PROBLEM TO WORK ON:
According to the profile of Tuiloma Pule Lameko, which office did he hold from 21 March 2011 to 6 February 2016?

EXCERPT PROVIDED:
Content starts

Member of the Council of Deputies
- In office 6 February 2016 – 2 April 2018 Serving with Le Mamea Ropati
- Prime Minister: Tuilaepa Aiono Sailele Malielegaoi
- O le Ao o le Malo: Tupua Tamasese Efi Va'aletoa Sualauvi II

Minister of Revenue
- In office 21 March 2011 – 6 February 2016
- Prime Minister: Tuilaepa Aiono Sailele Malielegaoi
- Preceded by: Tuu'u Anasi'i Leota
- Succeeded by: Tialavea Tionisio Hunt

Member of the Samoa Parliament for Falealili
- In office 26 April 1996 – 4 March 2016
- Succeeded by: None (Seat split)

Member of the Samoa Parliament for Safata
- In office 18 August 1979 – 1991
- Preceded by: Muliagatele Vena
- Succeeded by: Lesa Farani Posala Manua

Personal details
- Born: 6 July 1935 Falealili, Western Samoa
- Died: 1 April 2018 (aged 83–84) Apia, Samoa
- Party: Human Rights Protection Party

= Tuiloma Pule Lameko =

Samoan politician (1935–2018)

Tuiloma Pule Alaimoana Unasa Lameko Gae’e (6 July 1935 – 1 April 2018) was a Samoan politician and Cabinet Minister. He was a member of the Human Rights Protection Party.

Content ends

EXTRACTED ENTRIES:
Content starts

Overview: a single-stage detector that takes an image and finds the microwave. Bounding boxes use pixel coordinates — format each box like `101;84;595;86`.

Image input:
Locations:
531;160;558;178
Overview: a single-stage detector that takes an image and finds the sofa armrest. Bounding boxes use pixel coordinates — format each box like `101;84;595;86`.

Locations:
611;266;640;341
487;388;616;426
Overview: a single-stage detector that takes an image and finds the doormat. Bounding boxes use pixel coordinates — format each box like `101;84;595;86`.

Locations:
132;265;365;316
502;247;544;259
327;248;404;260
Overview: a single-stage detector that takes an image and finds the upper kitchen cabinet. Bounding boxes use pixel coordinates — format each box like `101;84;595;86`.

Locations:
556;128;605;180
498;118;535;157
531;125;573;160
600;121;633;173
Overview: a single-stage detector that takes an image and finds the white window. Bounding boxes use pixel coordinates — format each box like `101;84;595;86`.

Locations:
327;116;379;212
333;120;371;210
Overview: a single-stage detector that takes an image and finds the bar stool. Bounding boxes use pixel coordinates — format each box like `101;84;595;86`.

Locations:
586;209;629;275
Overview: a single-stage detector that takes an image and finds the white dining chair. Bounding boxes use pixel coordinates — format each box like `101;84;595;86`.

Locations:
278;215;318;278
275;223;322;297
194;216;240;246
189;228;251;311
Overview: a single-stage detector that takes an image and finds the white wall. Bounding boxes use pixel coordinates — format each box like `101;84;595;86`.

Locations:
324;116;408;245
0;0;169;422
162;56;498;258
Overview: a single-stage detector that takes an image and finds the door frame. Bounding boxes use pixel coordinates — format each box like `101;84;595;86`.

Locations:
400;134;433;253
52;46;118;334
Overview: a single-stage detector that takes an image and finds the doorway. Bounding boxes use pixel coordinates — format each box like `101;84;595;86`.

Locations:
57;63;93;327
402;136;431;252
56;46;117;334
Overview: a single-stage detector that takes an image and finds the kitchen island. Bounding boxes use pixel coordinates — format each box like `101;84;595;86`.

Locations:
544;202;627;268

Content ends

ANSWER FOR THIS EXERCISE:
Minister of Revenue